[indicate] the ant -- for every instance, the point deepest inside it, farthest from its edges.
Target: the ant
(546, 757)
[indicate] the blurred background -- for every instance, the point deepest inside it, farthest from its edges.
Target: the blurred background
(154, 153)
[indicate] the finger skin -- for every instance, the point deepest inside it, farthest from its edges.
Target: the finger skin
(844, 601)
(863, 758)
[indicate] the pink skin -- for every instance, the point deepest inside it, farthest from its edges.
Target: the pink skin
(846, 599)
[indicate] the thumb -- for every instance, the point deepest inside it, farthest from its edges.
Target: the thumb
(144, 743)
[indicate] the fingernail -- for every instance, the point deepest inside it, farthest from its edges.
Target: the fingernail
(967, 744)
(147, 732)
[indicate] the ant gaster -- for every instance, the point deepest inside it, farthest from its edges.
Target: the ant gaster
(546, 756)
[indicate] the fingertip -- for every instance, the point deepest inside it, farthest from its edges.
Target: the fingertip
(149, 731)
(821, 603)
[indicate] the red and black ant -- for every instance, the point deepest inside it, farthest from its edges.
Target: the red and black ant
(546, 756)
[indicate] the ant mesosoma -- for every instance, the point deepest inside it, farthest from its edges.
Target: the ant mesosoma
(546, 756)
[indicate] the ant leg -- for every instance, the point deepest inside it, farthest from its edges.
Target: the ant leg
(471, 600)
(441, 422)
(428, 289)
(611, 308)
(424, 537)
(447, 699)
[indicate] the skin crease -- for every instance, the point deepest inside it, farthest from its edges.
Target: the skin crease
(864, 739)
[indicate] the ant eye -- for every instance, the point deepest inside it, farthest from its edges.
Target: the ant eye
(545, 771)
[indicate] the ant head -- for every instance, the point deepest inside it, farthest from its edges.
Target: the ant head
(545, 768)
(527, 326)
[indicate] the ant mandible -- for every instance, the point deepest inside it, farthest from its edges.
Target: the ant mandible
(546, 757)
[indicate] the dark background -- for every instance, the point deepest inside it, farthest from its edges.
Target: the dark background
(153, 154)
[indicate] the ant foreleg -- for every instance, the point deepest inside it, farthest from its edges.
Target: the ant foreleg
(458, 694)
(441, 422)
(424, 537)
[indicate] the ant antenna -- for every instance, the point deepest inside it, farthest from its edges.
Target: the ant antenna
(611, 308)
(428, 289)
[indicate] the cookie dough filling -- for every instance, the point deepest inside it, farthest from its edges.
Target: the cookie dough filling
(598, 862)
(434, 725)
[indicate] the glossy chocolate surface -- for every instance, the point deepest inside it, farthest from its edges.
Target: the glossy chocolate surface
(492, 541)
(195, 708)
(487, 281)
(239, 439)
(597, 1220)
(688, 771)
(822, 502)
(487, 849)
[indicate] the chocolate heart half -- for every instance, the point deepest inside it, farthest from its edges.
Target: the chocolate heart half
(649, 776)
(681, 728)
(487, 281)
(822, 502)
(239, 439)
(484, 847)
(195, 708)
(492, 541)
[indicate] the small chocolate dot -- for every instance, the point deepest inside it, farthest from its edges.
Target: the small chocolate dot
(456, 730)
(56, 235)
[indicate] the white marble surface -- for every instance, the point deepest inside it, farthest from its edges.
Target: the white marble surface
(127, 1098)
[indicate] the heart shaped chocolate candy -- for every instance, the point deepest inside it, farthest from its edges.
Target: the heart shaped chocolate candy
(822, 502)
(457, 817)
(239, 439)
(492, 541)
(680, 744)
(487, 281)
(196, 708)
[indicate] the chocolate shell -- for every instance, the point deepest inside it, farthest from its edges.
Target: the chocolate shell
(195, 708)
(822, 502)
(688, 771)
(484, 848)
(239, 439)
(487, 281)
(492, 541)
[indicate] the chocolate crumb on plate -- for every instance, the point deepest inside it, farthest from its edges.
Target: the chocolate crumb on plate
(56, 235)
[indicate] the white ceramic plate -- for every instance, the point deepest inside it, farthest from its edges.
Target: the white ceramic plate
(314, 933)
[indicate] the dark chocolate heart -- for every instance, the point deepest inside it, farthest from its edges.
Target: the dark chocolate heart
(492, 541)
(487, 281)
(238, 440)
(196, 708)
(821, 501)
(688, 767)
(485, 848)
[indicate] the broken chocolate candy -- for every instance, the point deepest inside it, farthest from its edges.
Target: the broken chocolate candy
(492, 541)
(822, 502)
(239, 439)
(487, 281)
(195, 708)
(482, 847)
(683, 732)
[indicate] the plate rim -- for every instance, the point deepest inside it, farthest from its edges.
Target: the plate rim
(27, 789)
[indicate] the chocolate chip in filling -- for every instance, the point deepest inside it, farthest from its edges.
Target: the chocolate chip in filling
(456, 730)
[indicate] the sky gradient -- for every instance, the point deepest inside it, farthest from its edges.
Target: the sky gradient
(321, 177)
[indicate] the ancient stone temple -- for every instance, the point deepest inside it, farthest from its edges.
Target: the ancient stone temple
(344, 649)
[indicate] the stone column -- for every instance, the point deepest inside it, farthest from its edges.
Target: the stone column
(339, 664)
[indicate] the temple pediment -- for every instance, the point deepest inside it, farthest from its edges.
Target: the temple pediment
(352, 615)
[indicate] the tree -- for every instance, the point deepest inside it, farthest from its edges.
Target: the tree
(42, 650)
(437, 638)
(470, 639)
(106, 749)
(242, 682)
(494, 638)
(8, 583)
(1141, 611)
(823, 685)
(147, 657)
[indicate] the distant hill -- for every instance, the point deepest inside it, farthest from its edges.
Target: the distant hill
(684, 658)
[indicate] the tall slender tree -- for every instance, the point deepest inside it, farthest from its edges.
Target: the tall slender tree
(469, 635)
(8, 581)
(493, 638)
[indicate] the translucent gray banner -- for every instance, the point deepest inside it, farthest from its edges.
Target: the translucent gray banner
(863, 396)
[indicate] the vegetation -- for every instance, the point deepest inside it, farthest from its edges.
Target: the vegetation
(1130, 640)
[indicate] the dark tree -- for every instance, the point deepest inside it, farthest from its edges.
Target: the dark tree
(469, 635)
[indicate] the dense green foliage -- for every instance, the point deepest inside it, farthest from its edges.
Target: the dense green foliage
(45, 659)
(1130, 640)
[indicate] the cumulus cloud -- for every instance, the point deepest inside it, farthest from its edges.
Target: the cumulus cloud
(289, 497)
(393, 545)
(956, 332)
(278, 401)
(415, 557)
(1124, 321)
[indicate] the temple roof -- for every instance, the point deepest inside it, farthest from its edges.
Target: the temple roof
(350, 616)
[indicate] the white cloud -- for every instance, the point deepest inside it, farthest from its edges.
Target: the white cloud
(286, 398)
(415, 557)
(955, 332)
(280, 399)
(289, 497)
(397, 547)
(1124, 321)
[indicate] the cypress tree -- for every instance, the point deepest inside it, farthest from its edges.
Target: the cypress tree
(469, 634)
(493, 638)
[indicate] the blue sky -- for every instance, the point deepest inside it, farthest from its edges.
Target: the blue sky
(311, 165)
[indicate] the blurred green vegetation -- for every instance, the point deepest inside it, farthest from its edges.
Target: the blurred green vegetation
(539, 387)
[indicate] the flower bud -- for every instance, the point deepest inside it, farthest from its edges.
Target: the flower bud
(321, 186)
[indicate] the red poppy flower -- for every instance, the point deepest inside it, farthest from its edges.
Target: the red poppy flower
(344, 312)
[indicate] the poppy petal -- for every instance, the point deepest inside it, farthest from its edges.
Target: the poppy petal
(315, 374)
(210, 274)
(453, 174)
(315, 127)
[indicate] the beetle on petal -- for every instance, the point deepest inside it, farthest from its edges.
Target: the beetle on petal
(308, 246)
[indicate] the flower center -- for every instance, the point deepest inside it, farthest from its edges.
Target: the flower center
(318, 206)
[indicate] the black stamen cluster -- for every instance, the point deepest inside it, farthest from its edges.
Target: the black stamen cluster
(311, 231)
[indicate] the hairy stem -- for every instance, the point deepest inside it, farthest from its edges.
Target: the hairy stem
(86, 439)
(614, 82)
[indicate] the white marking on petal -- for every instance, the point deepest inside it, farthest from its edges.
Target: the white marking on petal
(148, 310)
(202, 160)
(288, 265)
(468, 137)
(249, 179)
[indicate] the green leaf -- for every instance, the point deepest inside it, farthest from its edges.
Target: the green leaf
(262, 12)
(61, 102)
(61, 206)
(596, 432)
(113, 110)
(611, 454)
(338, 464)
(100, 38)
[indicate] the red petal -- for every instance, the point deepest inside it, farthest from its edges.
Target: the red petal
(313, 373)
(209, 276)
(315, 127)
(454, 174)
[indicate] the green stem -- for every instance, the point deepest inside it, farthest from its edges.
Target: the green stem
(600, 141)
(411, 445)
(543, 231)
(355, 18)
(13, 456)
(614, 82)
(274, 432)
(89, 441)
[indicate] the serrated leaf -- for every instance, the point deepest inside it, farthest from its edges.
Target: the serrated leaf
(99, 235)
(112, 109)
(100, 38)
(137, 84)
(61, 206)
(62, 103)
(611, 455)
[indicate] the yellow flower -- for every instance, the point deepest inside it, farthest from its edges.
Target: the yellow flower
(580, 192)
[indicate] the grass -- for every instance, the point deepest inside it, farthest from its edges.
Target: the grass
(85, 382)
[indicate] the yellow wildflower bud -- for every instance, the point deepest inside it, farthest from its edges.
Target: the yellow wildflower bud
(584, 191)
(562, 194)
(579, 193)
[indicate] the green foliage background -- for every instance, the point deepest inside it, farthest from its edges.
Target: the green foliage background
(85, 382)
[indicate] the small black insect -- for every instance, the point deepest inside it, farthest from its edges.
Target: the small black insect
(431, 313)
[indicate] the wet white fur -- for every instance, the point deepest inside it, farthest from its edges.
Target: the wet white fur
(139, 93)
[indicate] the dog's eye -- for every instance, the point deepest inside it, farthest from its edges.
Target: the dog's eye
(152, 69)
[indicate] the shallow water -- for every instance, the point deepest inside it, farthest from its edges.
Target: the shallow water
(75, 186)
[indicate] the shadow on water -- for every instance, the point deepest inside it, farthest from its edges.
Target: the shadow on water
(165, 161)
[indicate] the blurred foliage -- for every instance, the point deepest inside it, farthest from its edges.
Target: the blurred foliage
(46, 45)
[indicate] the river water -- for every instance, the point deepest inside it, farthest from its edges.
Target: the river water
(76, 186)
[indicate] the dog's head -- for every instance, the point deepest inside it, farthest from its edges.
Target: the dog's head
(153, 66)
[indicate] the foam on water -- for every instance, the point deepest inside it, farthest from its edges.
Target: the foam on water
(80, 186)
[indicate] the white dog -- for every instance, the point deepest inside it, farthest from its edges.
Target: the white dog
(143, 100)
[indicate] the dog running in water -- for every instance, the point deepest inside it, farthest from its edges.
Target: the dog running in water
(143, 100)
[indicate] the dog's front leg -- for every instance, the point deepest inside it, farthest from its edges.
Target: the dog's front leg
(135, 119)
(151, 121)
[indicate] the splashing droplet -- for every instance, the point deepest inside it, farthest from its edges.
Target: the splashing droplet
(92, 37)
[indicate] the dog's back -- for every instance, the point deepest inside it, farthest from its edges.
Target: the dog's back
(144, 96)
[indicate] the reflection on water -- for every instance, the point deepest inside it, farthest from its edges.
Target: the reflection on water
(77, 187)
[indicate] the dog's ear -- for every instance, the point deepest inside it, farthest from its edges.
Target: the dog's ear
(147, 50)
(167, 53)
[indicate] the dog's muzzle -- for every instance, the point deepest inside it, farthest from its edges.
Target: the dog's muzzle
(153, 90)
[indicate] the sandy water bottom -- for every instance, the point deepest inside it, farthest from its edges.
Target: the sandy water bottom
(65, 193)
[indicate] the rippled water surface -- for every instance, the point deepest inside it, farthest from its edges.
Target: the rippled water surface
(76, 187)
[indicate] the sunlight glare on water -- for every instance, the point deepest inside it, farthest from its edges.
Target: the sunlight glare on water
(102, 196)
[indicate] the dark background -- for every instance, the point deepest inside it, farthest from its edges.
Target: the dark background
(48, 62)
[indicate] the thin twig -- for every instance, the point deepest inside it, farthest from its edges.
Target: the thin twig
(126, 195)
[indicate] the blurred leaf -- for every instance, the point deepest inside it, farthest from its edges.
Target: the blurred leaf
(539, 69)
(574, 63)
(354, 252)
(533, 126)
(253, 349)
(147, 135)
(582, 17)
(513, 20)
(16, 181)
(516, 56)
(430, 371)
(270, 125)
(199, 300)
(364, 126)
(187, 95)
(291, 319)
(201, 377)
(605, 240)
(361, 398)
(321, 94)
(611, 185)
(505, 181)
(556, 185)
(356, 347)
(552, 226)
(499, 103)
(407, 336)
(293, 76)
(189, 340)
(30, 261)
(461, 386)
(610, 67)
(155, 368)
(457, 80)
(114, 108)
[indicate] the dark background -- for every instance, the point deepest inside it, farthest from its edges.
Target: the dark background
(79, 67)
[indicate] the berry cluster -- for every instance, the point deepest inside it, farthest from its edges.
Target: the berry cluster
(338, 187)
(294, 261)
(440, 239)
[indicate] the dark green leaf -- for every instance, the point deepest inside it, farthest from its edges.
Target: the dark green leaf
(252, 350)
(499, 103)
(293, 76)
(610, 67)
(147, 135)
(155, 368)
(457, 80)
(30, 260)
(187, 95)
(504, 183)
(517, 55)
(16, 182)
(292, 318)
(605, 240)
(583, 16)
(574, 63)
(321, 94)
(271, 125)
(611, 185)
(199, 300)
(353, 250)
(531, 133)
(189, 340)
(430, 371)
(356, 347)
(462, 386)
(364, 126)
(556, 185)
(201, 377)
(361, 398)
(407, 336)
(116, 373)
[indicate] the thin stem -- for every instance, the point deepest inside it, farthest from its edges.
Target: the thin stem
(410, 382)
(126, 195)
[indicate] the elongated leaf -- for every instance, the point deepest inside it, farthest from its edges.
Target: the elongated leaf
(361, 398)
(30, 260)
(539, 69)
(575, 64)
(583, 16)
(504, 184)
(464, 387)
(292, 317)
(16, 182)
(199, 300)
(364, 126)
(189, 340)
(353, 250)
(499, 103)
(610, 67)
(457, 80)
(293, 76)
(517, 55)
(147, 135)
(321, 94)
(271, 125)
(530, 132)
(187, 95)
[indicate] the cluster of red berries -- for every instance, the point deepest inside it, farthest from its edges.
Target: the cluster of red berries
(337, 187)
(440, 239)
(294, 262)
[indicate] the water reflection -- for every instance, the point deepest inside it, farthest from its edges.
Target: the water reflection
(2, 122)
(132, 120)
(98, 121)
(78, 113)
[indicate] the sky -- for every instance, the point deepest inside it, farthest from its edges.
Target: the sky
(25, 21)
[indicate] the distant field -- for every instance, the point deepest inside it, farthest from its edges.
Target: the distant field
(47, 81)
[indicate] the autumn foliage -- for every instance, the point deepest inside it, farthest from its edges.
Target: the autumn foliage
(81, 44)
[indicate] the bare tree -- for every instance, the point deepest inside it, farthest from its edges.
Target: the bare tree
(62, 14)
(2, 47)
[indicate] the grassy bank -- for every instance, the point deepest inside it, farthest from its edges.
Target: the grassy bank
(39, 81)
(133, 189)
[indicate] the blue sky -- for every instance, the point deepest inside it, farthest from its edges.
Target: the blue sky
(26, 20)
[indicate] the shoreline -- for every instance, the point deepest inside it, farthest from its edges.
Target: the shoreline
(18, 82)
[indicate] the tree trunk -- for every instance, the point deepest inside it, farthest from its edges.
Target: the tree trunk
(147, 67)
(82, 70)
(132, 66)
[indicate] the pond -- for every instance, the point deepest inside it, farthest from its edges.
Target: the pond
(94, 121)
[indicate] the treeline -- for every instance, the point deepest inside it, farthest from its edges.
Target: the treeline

○ ○ ○ ○ ○

Retype the material above word for word, starting at the line that contains "[indicate] the grassy" and continuing through the end of the material.

[indicate] the grassy bank -- for every instance, the point deepest inside it, farthest from its edges.
Target: the grassy bank
(39, 81)
(133, 189)
[indicate] the blue sky -- for every instance, the point deepest inside it, farthest from its edges.
Target: the blue sky
(26, 20)
[indicate] the shoreline -- for every instance, the point deepest inside it, farthest from its edges.
Target: the shoreline
(18, 82)
[indicate] the tree trunk -- for every instance, the point deepest inside it, farthest from its edges.
Target: the tree trunk
(147, 67)
(82, 70)
(132, 66)
[indicate] the pond -- for every instance, the point deepest inside it, farthest from its edges.
Target: the pond
(94, 121)
[indicate] the treeline -- for every instance, the point deepest inside it, farthest from its edges.
Target: the treeline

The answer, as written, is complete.